◆ Data supplied
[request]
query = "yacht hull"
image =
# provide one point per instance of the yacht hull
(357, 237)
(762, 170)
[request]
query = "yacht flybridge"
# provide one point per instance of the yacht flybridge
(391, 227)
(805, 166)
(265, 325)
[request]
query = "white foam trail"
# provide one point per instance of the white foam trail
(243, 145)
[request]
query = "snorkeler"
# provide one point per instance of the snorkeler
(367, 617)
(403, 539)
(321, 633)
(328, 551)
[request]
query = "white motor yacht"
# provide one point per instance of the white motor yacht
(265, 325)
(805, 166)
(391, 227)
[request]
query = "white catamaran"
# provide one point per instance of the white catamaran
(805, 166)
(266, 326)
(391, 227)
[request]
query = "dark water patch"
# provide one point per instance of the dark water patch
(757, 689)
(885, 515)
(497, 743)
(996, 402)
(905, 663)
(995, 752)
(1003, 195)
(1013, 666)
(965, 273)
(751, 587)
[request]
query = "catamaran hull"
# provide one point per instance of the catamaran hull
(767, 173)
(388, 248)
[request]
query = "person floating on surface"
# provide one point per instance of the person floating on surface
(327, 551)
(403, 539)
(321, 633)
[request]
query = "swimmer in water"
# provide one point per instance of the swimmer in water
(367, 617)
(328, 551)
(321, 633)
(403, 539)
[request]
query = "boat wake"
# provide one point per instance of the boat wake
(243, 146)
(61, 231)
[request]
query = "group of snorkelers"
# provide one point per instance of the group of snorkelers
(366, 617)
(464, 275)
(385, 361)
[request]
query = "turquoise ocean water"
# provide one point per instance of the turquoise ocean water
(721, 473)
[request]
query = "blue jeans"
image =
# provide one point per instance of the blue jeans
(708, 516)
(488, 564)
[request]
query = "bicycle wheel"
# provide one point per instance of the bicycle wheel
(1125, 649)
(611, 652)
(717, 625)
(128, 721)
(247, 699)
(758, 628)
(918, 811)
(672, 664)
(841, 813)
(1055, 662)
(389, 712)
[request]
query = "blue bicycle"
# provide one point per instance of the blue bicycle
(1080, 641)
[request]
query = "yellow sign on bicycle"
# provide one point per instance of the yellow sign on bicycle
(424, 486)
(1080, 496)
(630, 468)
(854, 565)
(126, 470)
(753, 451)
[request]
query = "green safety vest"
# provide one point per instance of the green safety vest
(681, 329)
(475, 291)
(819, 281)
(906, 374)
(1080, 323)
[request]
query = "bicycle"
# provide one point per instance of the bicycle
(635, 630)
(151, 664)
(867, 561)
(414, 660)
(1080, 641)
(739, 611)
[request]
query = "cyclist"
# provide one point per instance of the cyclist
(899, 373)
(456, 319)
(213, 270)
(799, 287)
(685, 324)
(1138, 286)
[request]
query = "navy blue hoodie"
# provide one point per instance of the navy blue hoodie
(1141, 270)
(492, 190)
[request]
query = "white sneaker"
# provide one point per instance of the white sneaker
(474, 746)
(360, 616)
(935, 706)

◆ Problem details
Print the whole listing exactly as it is.

◆ Exercise answer
[request]
query = "yacht hull"
image =
# provide one point per instance of the yacht hull
(357, 237)
(762, 170)
[request]
query = "yacht flybridge"
# provide one point per instance of the yacht flybridge
(391, 227)
(805, 166)
(265, 325)
[request]
query = "white foam trail"
# provide one point per instance of the white foam trail
(243, 145)
[request]
query = "snorkeler"
# provide one point per instance of the snorkeler
(367, 617)
(403, 539)
(321, 633)
(328, 551)
[request]
query = "white motor yacht"
# provide one point per instance of the white motor yacht
(265, 325)
(805, 166)
(391, 227)
[request]
query = "white catamaran"
# provide one point per instance of the white catamaran
(805, 166)
(266, 326)
(391, 227)
[request]
query = "dark water patch"
# provide one point per instance of the dark water patch
(757, 689)
(885, 515)
(497, 743)
(996, 402)
(905, 663)
(995, 752)
(1003, 195)
(1013, 666)
(965, 273)
(751, 587)
[request]
query = "catamaran hull"
# provide one point per instance of the catamaran hull
(767, 173)
(388, 248)
[request]
query = "person floating on surface"
# provide one point per instance of the person floating on surface
(327, 551)
(403, 539)
(321, 633)
[request]
query = "swimmer in water"
# provide one point per instance of the swimmer in water
(367, 617)
(328, 551)
(321, 633)
(403, 539)
[request]
query = "boat wake"
# provide one point per instance of the boat wake
(243, 146)
(61, 231)
[request]
query = "group of snorkelers"
# provide one point per instance of the group of snorkelers
(366, 617)
(464, 275)
(385, 361)
[request]
query = "turquoise ocean water"
# provide one point per instance of the turquoise ocean water
(721, 473)
[request]
query = "blue jeans"
image =
# provide one point per instance of the blue jeans
(708, 516)
(488, 564)
[request]
query = "bicycle wheel"
# provide one point per instance of the bicycle wheel
(1125, 649)
(611, 652)
(717, 625)
(128, 721)
(247, 699)
(758, 628)
(918, 811)
(672, 664)
(841, 813)
(1055, 662)
(389, 712)
[request]
query = "blue bicycle"
# provide one point per instance of the blue bicycle
(1080, 641)
[request]
query = "yellow sign on bicycle"
# provide one point per instance of the yellow sign on bicycle
(424, 486)
(1080, 496)
(630, 468)
(854, 565)
(126, 470)
(753, 451)
[request]
query = "green safety vest"
# provide one point per instance of the green safety vest
(681, 329)
(475, 291)
(819, 281)
(906, 374)
(1080, 323)
[request]
query = "bicycle"
# provide one point per instance of the bicycle
(635, 630)
(151, 664)
(867, 561)
(414, 660)
(1080, 641)
(739, 611)
[request]
query = "cyclist"
# provide one point per instance of the cyclist
(899, 373)
(456, 319)
(213, 270)
(799, 287)
(685, 324)
(1138, 286)
[request]
query = "navy blue hoodie"
# provide one point per instance of the navy blue hoodie
(1141, 270)
(492, 190)
[request]
query = "white sneaker"
# provide one point per instance of the white sneaker
(474, 746)
(360, 616)
(935, 706)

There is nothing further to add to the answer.